Which lines of the entries below contain the string "FROM"? Show each of them in full.

▶ SUPPLIED MATERIAL:
--- START ---
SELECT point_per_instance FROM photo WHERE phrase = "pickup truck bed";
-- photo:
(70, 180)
--- END ---
--- START ---
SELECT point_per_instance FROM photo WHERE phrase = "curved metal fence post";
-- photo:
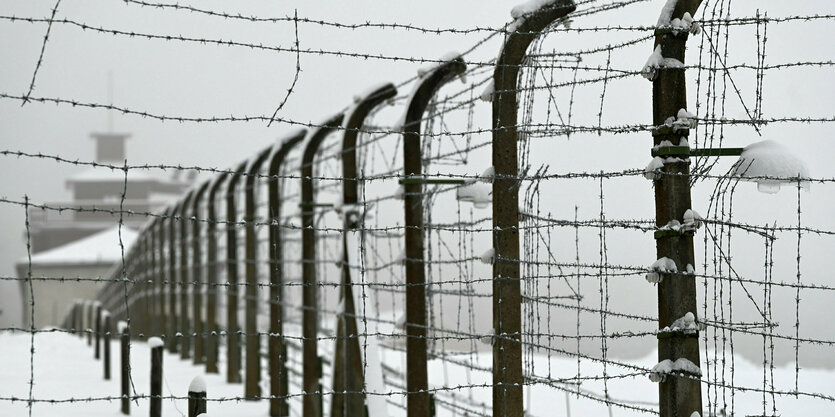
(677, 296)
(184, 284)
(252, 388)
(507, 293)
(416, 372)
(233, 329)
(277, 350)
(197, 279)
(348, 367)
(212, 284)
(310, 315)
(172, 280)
--- END ---
▶ FINISHED EXERCISE:
SELECT point_per_instance FROM photo WHERE phrase = "pickup truck bed";
SELECT point_per_instance FROM photo WHERE phrase = "curved metal fence post";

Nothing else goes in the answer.